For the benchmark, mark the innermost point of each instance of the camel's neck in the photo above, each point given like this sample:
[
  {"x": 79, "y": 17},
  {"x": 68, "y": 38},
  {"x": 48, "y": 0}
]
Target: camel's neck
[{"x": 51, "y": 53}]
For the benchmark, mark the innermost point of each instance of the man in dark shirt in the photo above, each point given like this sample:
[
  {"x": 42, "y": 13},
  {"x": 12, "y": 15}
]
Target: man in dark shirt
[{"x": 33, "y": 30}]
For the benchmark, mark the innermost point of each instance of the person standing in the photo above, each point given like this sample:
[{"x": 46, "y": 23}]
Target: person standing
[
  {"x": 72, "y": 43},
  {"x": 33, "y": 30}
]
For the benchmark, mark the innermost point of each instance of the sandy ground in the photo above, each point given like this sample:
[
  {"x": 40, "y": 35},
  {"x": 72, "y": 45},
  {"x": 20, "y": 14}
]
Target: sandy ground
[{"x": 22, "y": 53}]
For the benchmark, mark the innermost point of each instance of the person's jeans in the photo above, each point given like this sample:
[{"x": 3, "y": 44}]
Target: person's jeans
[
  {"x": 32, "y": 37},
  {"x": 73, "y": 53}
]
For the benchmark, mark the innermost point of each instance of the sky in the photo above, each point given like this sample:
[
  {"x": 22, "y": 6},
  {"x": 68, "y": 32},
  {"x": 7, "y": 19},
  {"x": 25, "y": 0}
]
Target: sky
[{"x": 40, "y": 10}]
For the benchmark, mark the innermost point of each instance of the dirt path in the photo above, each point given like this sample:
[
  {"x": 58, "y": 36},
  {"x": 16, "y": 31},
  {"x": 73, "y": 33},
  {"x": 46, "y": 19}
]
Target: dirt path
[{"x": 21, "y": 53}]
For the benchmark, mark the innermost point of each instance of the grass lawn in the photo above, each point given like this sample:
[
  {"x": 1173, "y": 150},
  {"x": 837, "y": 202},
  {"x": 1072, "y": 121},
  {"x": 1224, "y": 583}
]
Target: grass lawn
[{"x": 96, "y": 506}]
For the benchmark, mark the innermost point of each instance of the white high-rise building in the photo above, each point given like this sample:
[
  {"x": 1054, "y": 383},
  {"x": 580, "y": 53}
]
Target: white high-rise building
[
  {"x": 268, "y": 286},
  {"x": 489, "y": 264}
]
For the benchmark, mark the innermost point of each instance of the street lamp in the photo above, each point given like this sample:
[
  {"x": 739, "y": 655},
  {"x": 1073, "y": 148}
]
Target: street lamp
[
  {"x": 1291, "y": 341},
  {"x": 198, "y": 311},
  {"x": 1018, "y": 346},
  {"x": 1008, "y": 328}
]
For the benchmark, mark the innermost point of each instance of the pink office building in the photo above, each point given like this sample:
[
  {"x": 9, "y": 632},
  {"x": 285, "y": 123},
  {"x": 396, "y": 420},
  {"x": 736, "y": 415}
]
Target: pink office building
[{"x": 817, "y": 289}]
################
- **What is being asked**
Repeat all of the material above word for word, keeping every line as it is.

- **Reply to the task**
For the benchmark, mark the innermost point of each instance of the camel's neck in the photo above, each point given like this sample:
[
  {"x": 79, "y": 17},
  {"x": 68, "y": 38},
  {"x": 48, "y": 0}
]
Target: camel's neck
[{"x": 51, "y": 53}]
For the benchmark, mark the innermost point of each instance of the man in dark shirt in the photo above, each point given like this sample:
[
  {"x": 42, "y": 13},
  {"x": 12, "y": 15}
]
Target: man in dark shirt
[{"x": 33, "y": 30}]
For the benchmark, mark the innermost point of each instance of the person standing in the photo above, each point given like this sample:
[{"x": 46, "y": 23}]
Target: person standing
[
  {"x": 72, "y": 43},
  {"x": 33, "y": 30}
]
For the benchmark, mark the innermost point of each instance of the sandy ground in the photo above, each point given like this sample:
[
  {"x": 40, "y": 35},
  {"x": 72, "y": 45},
  {"x": 20, "y": 14}
]
Target: sandy ground
[{"x": 22, "y": 53}]
For the benchmark, mark the innermost point of each instance of the person's jeans in the photo above, each point given like this sample:
[{"x": 3, "y": 44}]
Target: person's jeans
[
  {"x": 32, "y": 37},
  {"x": 73, "y": 53}
]
For the benchmark, mark the innermost point of each instance of the sky in the photo above, each point given like this sample:
[
  {"x": 22, "y": 6},
  {"x": 68, "y": 32},
  {"x": 7, "y": 19},
  {"x": 25, "y": 0}
]
Target: sky
[{"x": 40, "y": 10}]
For the benchmark, mark the innermost point of each instance of the dirt path in the photo above, each point given like this sample:
[
  {"x": 58, "y": 36},
  {"x": 16, "y": 31},
  {"x": 73, "y": 33},
  {"x": 46, "y": 19}
]
Target: dirt path
[{"x": 21, "y": 53}]
For the benchmark, mark the innermost point of each instance of the grass lawn in the photo above, each point given like this sample:
[
  {"x": 1173, "y": 150},
  {"x": 837, "y": 202},
  {"x": 1072, "y": 121},
  {"x": 1224, "y": 583}
]
Target: grass lawn
[{"x": 96, "y": 506}]
For the benchmark, mark the innermost point of each instance of the white high-rise building in the photo above, each point given like this sample:
[
  {"x": 1054, "y": 383},
  {"x": 580, "y": 53}
]
Target: white high-rise building
[
  {"x": 268, "y": 286},
  {"x": 489, "y": 264}
]
For the benchmark, mark the innermost point of each instance of the street lamp in the photo above, each point given like this sample:
[
  {"x": 739, "y": 655},
  {"x": 1073, "y": 148}
]
Target: street lamp
[
  {"x": 1291, "y": 341},
  {"x": 198, "y": 311},
  {"x": 1018, "y": 346},
  {"x": 1008, "y": 328}
]
For the benchmark, mark the innermost point of each instance of the pink office building in the photo above, each point given like this sample:
[
  {"x": 9, "y": 632},
  {"x": 285, "y": 123},
  {"x": 396, "y": 420},
  {"x": 736, "y": 415}
]
Target: pink office building
[{"x": 817, "y": 289}]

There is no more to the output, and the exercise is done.